• **WRITTEN REQUEST**
In the records below, switch "place a marker" to "put a dot" everywhere and leave everything else as it is.

• **DATA TO USE**
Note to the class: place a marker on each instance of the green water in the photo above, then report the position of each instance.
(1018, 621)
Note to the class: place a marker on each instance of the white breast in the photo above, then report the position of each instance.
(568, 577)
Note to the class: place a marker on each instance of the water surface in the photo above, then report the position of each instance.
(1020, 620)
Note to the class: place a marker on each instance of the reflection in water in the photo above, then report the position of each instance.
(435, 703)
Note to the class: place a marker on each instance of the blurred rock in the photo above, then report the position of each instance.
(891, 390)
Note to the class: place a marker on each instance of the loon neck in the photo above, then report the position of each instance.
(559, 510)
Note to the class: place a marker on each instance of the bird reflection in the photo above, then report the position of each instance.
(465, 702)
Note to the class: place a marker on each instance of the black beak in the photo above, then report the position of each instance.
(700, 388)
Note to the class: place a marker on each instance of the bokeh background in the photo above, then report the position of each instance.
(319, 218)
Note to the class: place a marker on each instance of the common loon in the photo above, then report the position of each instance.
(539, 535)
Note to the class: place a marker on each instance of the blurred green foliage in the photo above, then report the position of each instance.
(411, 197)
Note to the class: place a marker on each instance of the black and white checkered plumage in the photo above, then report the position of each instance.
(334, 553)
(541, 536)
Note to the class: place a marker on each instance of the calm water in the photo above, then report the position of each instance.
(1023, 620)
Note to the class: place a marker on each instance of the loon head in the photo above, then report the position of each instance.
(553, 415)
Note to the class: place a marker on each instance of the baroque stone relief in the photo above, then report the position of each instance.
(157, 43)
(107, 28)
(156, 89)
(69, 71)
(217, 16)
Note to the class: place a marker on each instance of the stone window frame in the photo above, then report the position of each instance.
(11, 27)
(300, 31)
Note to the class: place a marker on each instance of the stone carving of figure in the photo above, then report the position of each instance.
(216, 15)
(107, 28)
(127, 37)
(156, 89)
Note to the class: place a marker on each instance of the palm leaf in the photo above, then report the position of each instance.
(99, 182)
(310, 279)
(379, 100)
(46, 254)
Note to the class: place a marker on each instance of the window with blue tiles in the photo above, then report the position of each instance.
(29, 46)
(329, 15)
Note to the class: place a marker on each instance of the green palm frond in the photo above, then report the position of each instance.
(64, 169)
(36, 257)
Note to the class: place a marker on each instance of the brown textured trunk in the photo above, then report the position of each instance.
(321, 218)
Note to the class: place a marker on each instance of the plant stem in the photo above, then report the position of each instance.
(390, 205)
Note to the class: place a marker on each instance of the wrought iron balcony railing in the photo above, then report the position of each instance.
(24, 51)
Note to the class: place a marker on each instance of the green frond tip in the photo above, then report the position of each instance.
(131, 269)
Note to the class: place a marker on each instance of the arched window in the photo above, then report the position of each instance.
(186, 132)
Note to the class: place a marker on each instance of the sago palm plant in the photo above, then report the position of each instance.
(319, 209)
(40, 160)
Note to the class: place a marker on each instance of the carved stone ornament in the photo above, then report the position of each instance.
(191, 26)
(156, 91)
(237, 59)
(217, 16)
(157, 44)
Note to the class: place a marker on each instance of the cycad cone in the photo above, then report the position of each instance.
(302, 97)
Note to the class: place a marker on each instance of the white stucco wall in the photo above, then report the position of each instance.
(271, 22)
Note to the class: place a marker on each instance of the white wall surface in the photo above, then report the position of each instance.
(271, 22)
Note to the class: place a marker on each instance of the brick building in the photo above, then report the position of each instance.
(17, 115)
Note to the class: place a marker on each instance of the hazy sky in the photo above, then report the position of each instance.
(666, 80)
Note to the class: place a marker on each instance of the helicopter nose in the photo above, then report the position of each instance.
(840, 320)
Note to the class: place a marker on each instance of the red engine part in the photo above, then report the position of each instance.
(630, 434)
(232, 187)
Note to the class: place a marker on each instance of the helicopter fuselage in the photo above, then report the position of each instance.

• **SOLUTION TO THIS TASK**
Note to the class: put a dot on each instance of the green water in the photo above, then report the position of each instance.
(1018, 621)
Note to the class: put a dot on each instance of the white breast in the photo above, then report the position of each instance.
(568, 577)
Note to the class: put a dot on each instance of the water surface in the photo above, then report the position of each instance.
(1020, 620)
Note to the class: put a dot on each instance of the reflection in water in the photo above, then report the position of each instance.
(435, 703)
Note to the class: put a dot on each instance of the blurred rock in the photo above, then report the position of each instance.
(891, 390)
Note to the class: put a dot on each instance of the loon neck in the photo above, then report the position of each instance.
(559, 510)
Note to the class: put a dot on each instance of the bird reflection in the photo above, then report the position of each instance.
(465, 702)
Note to the class: put a dot on each instance of the black beak in the photo above, then report the position of each instance.
(700, 388)
Note to the class: put a dot on each instance of the bokeh background in the photo above, then report the position of each instance.
(319, 218)
Note to the class: put a dot on each instance of the common loon in the photo above, then report the position of each instance.
(539, 535)
Note to the class: put a dot on each instance of the blurred green foliage in the photo above, then report the position of each instance.
(411, 197)
Note to the class: put a dot on each instance of the black and white checkered plumage in the photo above, then report the position of each instance.
(334, 553)
(541, 536)
Note to the class: put a dot on each instance of the calm water in the photo above, then report the position of each instance.
(1023, 620)
Note to the class: put a dot on each instance of the loon head in the photo above, then report the position of each instance.
(553, 415)
Note to the class: put a dot on each instance of the baroque stone relief in the photo above, then report the position of each instance.
(157, 43)
(107, 28)
(156, 89)
(69, 71)
(217, 16)
Note to the class: put a dot on each instance of the stone window frame in the photo above, then report the position of each instance.
(11, 27)
(300, 31)
Note to the class: put a dot on each instance of the stone carving of figure in the photo above, then report the position of each instance.
(216, 15)
(107, 28)
(127, 37)
(156, 89)
Note to the class: put a dot on each instance of the palm leaf in the photo above, then report the position of each instance.
(99, 182)
(310, 279)
(379, 100)
(46, 254)
Note to the class: put a dot on each instance of the window with blue tiles in the photo above, then report the position of each instance.
(29, 46)
(329, 15)
Note to the class: put a dot on each instance of the green palm frond in the photo above, then report the position of each instance.
(64, 169)
(36, 257)
Note to the class: put a dot on each instance of the brown textured trunk in the photo above, then report the position of each instance.
(321, 218)
Note to the class: put a dot on each instance of the plant stem in the photo above, then report the position of each instance.
(390, 205)
Note to the class: put a dot on each instance of the wrought iron balcony railing in the photo above, then report the position of each instance.
(24, 51)
Note to the class: put a dot on each instance of the green frond tip in the photo above, then report the position of each instance.
(131, 269)
Note to the class: put a dot on each instance of the arched window in the photo above, then report the position of each instance.
(186, 132)
Note to the class: put a dot on each instance of the sago palm plant in the photo above, then report the position of each instance.
(319, 209)
(40, 160)
Note to the class: put a dot on each instance of the carved stone ornament in the photo above, then report the position of each instance.
(191, 26)
(156, 91)
(237, 59)
(217, 16)
(157, 44)
Note to the class: put a dot on each instance of the cycad cone in the photo above, then report the position of each instance.
(302, 97)
Note to the class: put a dot on each instance of the white stucco wall in the photo above, then report the position of each instance.
(271, 22)
Note to the class: put a dot on each instance of the white wall surface in the photo above, then report the position of each instance.
(271, 22)
Note to the class: put a dot on each instance of the brick building in the photo above, then report the position of each instance.
(17, 115)
Note to the class: put a dot on each instance of the hazy sky in the photo above, then report the position of each instance.
(666, 80)
Note to the class: put a dot on each instance of the helicopter nose in the photo above, then report the position of each instance.
(840, 320)
Note to the class: put a dot on each instance of the red engine part in the photo above, then report the position of each instance.
(630, 434)
(232, 187)
Note to the class: put a dot on each instance of the helicopter fuselage in the photo above, then report the position of each instance.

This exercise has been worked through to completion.